*WHAT YOU WILL DO:* Format every one of the rows below as a numbered list, skipping any blank lines. Leave the pictures out.

[start of MATERIAL]

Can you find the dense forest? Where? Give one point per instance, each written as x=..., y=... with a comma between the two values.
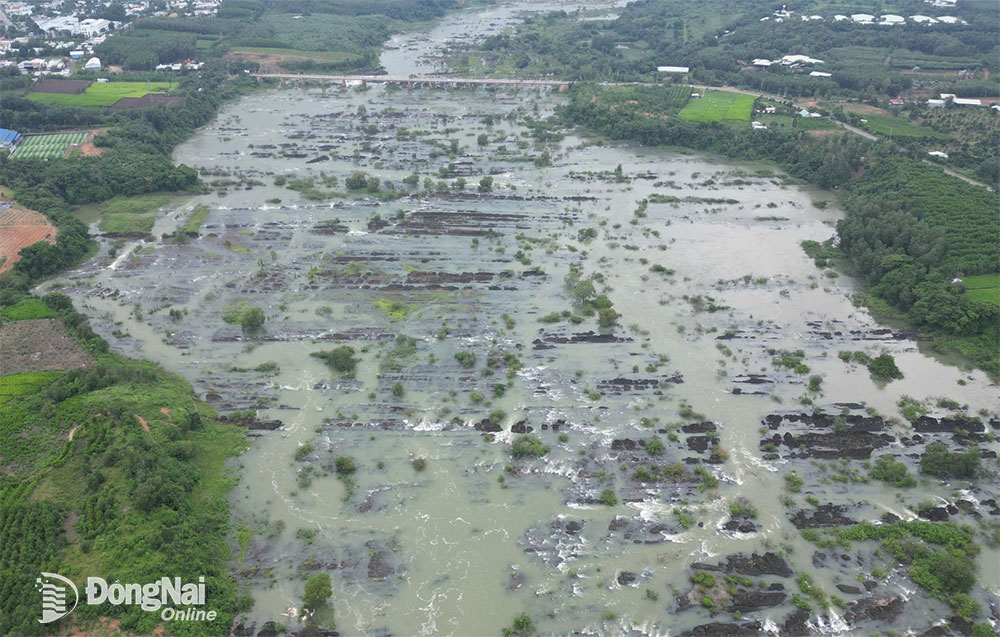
x=138, y=492
x=352, y=28
x=911, y=230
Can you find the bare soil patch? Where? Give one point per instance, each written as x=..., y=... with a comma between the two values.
x=19, y=228
x=39, y=345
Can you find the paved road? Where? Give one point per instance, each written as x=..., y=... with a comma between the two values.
x=442, y=80
x=954, y=173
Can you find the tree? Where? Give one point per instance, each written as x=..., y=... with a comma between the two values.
x=340, y=359
x=318, y=590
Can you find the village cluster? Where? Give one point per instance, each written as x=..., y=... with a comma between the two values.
x=70, y=31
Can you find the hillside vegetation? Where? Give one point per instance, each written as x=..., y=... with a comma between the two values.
x=138, y=493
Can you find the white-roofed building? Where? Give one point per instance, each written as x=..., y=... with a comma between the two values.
x=799, y=59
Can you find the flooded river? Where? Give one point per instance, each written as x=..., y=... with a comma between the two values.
x=456, y=303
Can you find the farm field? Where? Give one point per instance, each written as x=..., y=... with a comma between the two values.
x=717, y=106
x=899, y=127
x=102, y=93
x=983, y=288
x=127, y=223
x=48, y=146
x=20, y=227
x=39, y=345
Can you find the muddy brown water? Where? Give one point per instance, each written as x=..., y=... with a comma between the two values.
x=476, y=537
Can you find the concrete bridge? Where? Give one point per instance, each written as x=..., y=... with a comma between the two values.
x=412, y=82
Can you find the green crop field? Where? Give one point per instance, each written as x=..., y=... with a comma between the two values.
x=127, y=223
x=102, y=93
x=30, y=308
x=47, y=146
x=983, y=288
x=899, y=127
x=716, y=106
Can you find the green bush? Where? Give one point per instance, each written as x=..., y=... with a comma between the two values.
x=340, y=359
x=938, y=461
x=608, y=497
x=345, y=465
x=528, y=445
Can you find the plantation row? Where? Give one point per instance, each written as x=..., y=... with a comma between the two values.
x=47, y=146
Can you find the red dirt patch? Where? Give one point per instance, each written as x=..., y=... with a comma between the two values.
x=39, y=345
x=19, y=228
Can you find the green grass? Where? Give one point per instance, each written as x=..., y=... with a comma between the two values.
x=717, y=106
x=815, y=123
x=983, y=288
x=101, y=93
x=899, y=127
x=27, y=309
x=127, y=223
x=136, y=204
x=47, y=146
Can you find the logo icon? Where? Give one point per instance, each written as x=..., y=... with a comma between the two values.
x=55, y=589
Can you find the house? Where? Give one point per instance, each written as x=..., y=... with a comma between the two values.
x=94, y=26
x=9, y=138
x=60, y=24
x=799, y=59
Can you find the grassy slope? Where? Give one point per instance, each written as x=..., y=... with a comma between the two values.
x=134, y=505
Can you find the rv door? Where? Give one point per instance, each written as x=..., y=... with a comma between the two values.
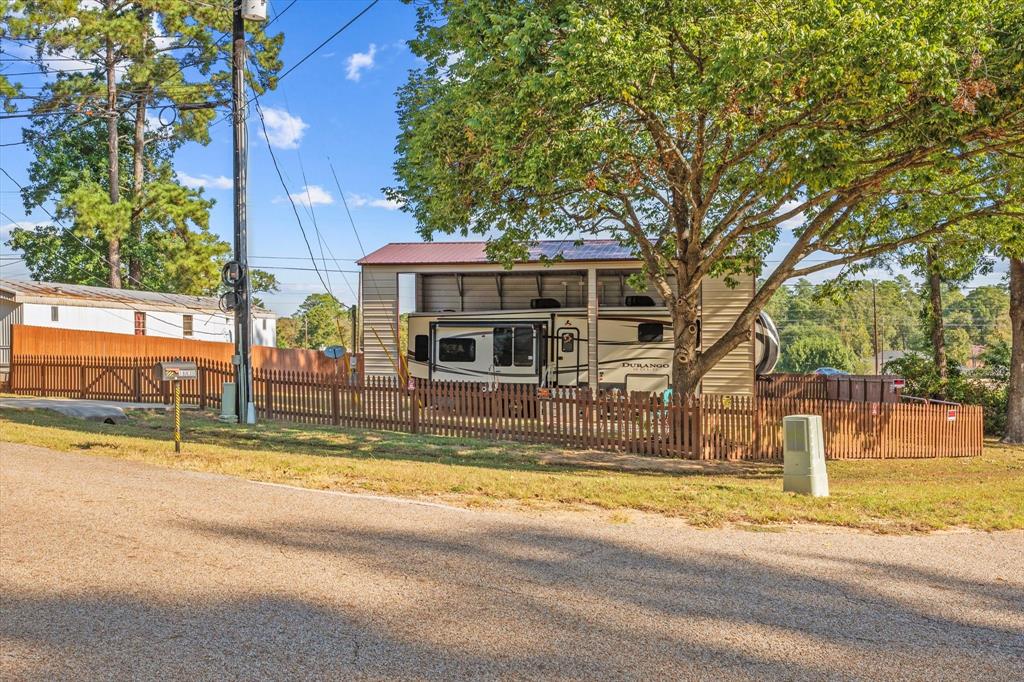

[end of MATERIAL]

*TASK ANSWER:*
1. Can you find the dense forest? Where? Give one point per instance, each written as x=..., y=... with a comma between the two values.
2. x=138, y=492
3. x=352, y=28
4. x=911, y=230
5. Can you find the bare soil patch? Where? Give one point per instance, each written as x=..., y=... with a comma between the two values.
6. x=19, y=228
7. x=39, y=345
8. Can you find the paved road? Where? Give one point per instance, each written as x=..., y=... with a comma between the two values.
9. x=442, y=80
10. x=954, y=173
11. Can you find the tree? Where? Give one point per instance, each written as x=..., y=... with a comma between the two values.
12. x=340, y=359
13. x=318, y=590
14. Can you find the village cluster? Where? Give one point per instance, each written as x=..., y=... with a comma between the two values.
15. x=70, y=31
16. Can you find the hillside vegetation? Where? Give one point per instance, each written as x=..., y=... with a comma between the two values.
17. x=138, y=493
18. Can you find the white-roofed building? Where? Give one point per instance, each written as x=..., y=... with a comma between the two values.
19. x=799, y=59
20. Can you find the flooded river? Where? Give one point per instance, each written as x=..., y=... with a comma between the two values.
21. x=456, y=303
22. Can you find the farm field? Where? Give one point per instance, each written as x=..., y=... with a comma between the two values.
23. x=717, y=106
24. x=899, y=127
25. x=102, y=93
26. x=983, y=288
27. x=127, y=223
28. x=48, y=146
29. x=20, y=227
30. x=39, y=345
31. Can you find the muddy brown water? Where? Give one point per instance, each written as x=..., y=... with a comma between the two values.
32. x=476, y=537
33. Can you find the concrete bridge? Where? Give one point per instance, each written as x=..., y=... with a comma between the two values.
34. x=412, y=82
35. Can you find the green crop field? Where? Give one point per instance, each written as x=..., y=... with a comma between the two values.
36. x=127, y=223
37. x=102, y=93
38. x=30, y=308
39. x=47, y=146
40. x=983, y=288
41. x=899, y=127
42. x=716, y=106
43. Can you find the green bush? Where? Give one point per instance, each written as x=..., y=... with a comma between the two values.
44. x=340, y=359
45. x=938, y=461
46. x=608, y=497
47. x=345, y=465
48. x=528, y=445
49. Can you find the plantation row? Where? Give one point per instance, each written as x=..., y=... with a comma between the two values.
50. x=47, y=146
51. Can you find the red dirt patch? Where? Give one point per instance, each written as x=..., y=... with a comma between the two values.
52. x=39, y=345
53. x=19, y=228
54. Can you find the green grass? Where? Give one point per instance, each written as x=..., y=... with a comma between the two values.
55. x=717, y=106
56. x=815, y=123
57. x=983, y=288
58. x=101, y=93
59. x=899, y=127
60. x=27, y=309
61. x=127, y=223
62. x=136, y=204
63. x=47, y=146
64. Can you find the logo icon? Where? Give one point per instance, each written as x=..., y=... with a comma between the two values.
65. x=55, y=589
66. Can you find the house? Where? Give one point per instance, each written as x=..., y=... with a comma between the two values.
67. x=94, y=26
68. x=9, y=138
69. x=60, y=24
70. x=799, y=59
71. Can you find the grassy slope? Where? Give one point per instance, each written as x=..., y=... with a comma between the two values.
72. x=134, y=505
73. Can you find the rv door? Where? Give one point per instance, each written as x=..., y=... with a comma between the two values.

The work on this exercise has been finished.